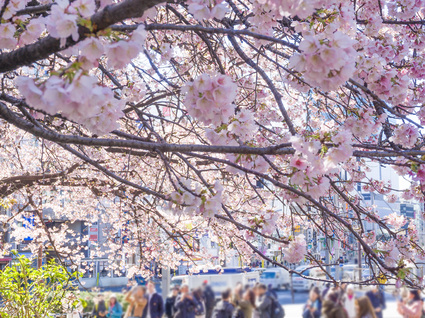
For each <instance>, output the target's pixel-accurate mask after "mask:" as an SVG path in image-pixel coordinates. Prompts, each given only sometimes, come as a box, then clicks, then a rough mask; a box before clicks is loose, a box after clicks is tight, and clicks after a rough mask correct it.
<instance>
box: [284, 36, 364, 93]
mask: <svg viewBox="0 0 425 318" xmlns="http://www.w3.org/2000/svg"><path fill="white" fill-rule="evenodd" d="M354 43H355V41H354V40H353V39H351V38H350V37H349V36H348V35H346V34H344V33H342V32H340V31H336V32H335V33H333V34H329V35H327V34H326V33H321V34H318V35H306V36H305V37H304V38H303V40H302V41H301V43H300V45H299V48H300V50H301V51H302V52H301V53H297V54H294V55H293V56H292V57H291V58H290V61H289V66H290V67H291V68H293V69H295V70H296V71H298V72H300V73H302V74H303V75H304V78H305V80H306V81H307V83H309V84H311V85H313V86H315V87H319V88H321V89H323V90H325V91H332V90H335V89H337V88H338V87H339V86H340V85H342V84H344V83H345V82H346V81H347V80H348V79H349V78H350V77H351V76H352V75H353V74H354V72H355V58H356V55H357V53H356V51H355V50H354V48H353V45H354Z"/></svg>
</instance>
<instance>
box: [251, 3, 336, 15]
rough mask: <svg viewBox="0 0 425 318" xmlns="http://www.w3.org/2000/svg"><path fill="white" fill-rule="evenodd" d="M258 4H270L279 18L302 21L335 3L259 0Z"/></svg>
mask: <svg viewBox="0 0 425 318" xmlns="http://www.w3.org/2000/svg"><path fill="white" fill-rule="evenodd" d="M258 2H259V3H260V4H268V5H269V6H270V7H271V8H273V9H274V11H276V12H275V14H276V15H277V16H279V15H280V16H292V17H294V16H298V17H299V18H301V19H305V18H307V17H308V16H310V15H312V14H313V13H314V12H315V11H316V9H318V8H323V7H329V6H330V5H332V4H333V3H334V1H332V0H330V1H329V0H294V1H278V0H259V1H258Z"/></svg>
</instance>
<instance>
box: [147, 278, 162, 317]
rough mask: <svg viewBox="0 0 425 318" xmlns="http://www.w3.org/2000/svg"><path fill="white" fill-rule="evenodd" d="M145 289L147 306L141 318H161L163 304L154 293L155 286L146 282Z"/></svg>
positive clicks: (161, 298)
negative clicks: (146, 294) (145, 289)
mask: <svg viewBox="0 0 425 318" xmlns="http://www.w3.org/2000/svg"><path fill="white" fill-rule="evenodd" d="M146 287H147V292H148V294H147V305H146V307H145V310H144V312H143V318H162V315H163V314H164V302H163V300H162V297H161V296H160V295H159V294H158V293H157V292H156V289H155V284H154V283H153V282H151V281H150V282H148V284H147V285H146Z"/></svg>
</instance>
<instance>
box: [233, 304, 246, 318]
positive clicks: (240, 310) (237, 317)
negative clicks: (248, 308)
mask: <svg viewBox="0 0 425 318" xmlns="http://www.w3.org/2000/svg"><path fill="white" fill-rule="evenodd" d="M232 318H245V315H244V313H243V311H242V309H240V308H239V307H238V308H236V310H235V311H234V312H233V315H232Z"/></svg>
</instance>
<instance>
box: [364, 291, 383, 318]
mask: <svg viewBox="0 0 425 318" xmlns="http://www.w3.org/2000/svg"><path fill="white" fill-rule="evenodd" d="M366 296H367V297H369V300H370V302H371V303H372V306H373V308H375V309H376V308H381V311H380V312H376V311H375V315H376V317H377V318H382V311H383V310H384V309H385V307H386V306H385V296H384V294H383V293H382V292H381V291H379V292H377V293H374V292H373V291H371V290H370V291H368V292H367V293H366Z"/></svg>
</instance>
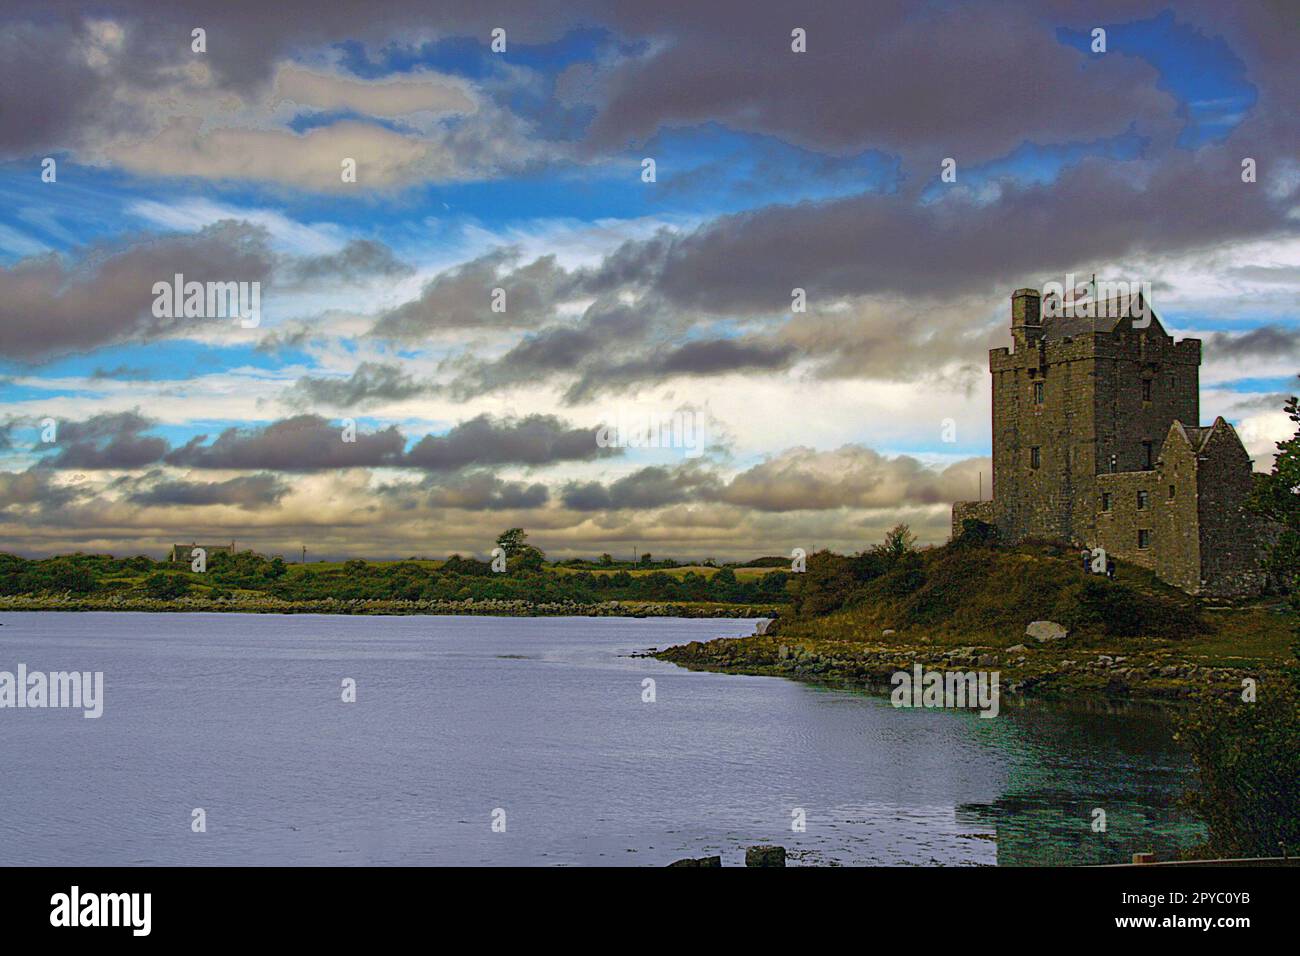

————

YOUR ASSIGNMENT >> Pick out every line in the records above that contains the word "clicks" and copy each of those lines in full.

YOUR SOLUTION >>
For each <instance>, output the target's pixel-accurate mask after "mask:" as an SVG path in image-pixel coordinates. Prompts, each given only sometimes, come as a box, then clicks, then a rough mask; a box before clicks is loose, a box after clicks is tight, and clicks after a rough mask correct it.
positive clicks: (161, 298)
negative clicks: (146, 294) (145, 289)
positive clicks: (240, 310) (237, 317)
negative clicks: (248, 308)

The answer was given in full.